Tally the lines of the listing that contain the word "query", then give the total and nothing else.

DATA SUPPLIED.
+-------+
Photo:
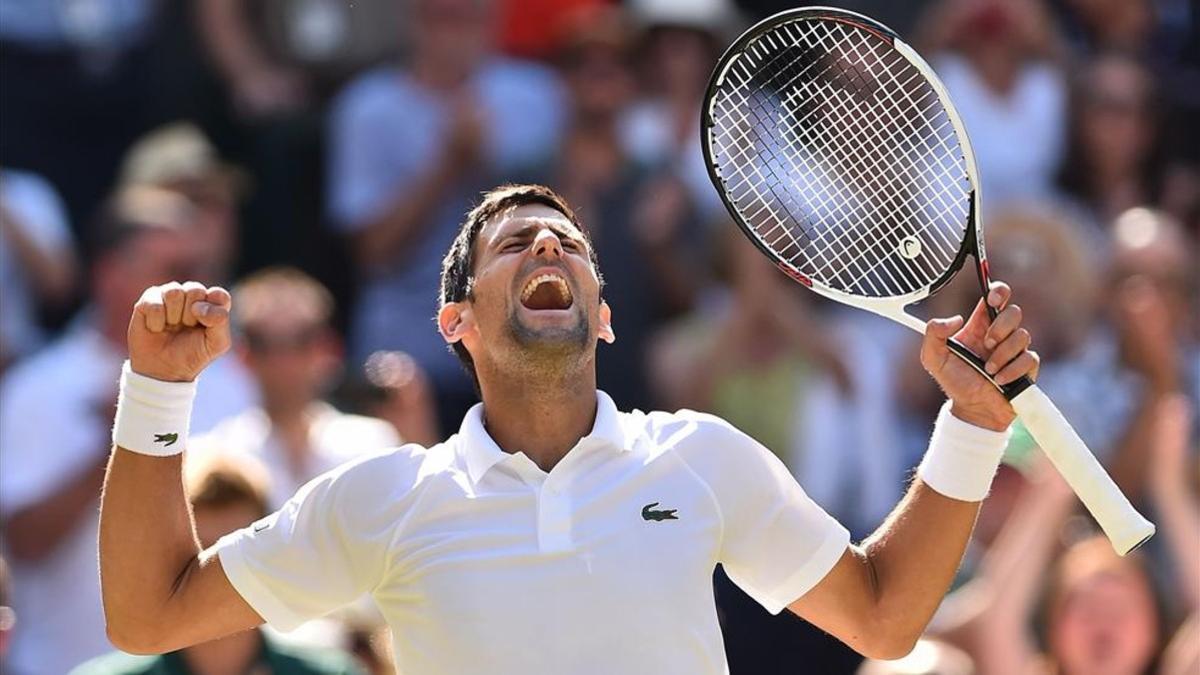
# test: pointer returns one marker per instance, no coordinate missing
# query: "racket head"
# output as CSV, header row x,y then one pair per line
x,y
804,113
+-------+
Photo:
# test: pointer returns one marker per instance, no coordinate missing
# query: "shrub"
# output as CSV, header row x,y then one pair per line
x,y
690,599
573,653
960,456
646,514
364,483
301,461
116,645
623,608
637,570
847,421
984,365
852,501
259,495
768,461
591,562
+-------+
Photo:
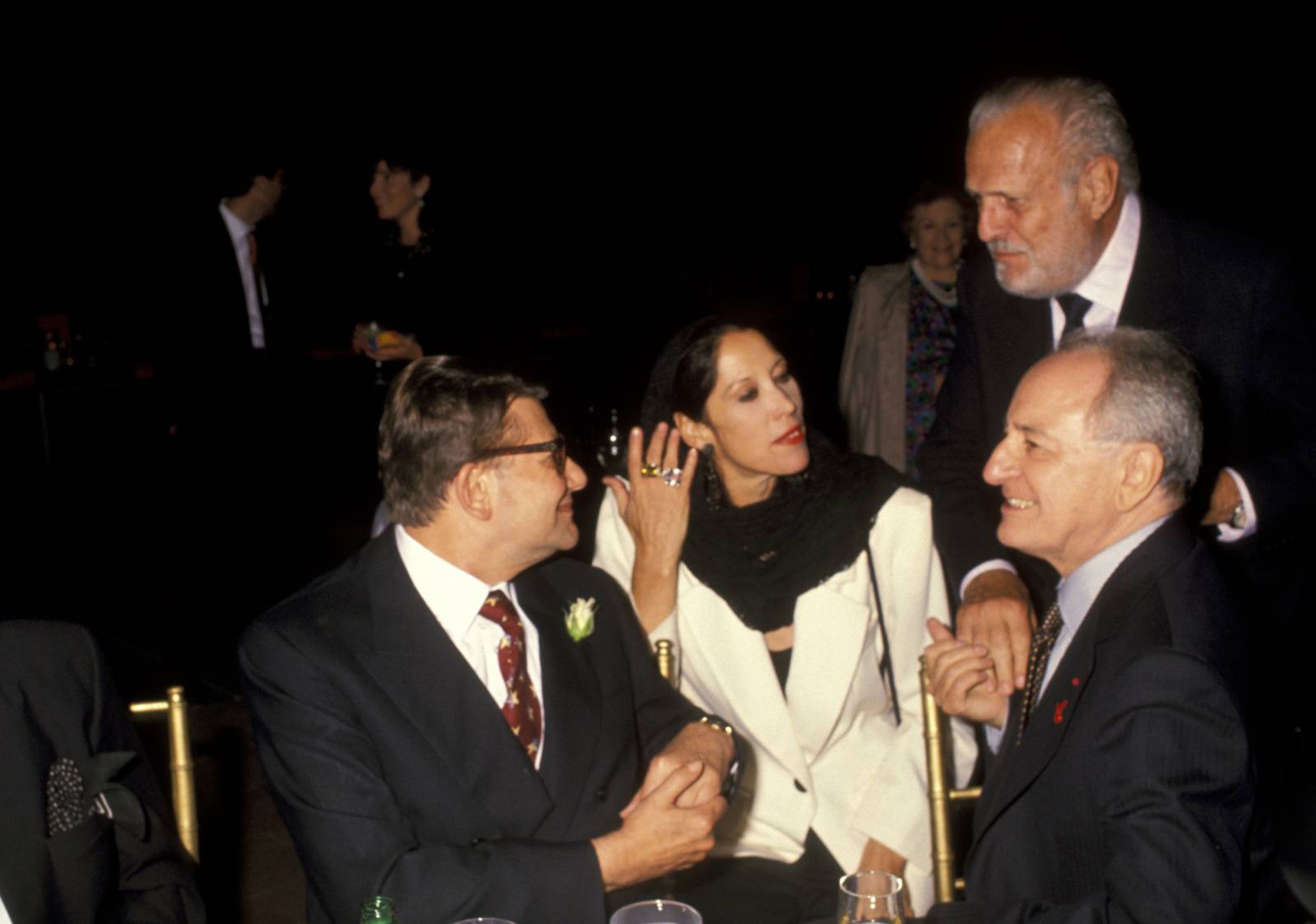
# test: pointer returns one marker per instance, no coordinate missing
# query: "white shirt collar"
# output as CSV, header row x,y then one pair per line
+-------+
ANSWER TO THE EXERCISE. 3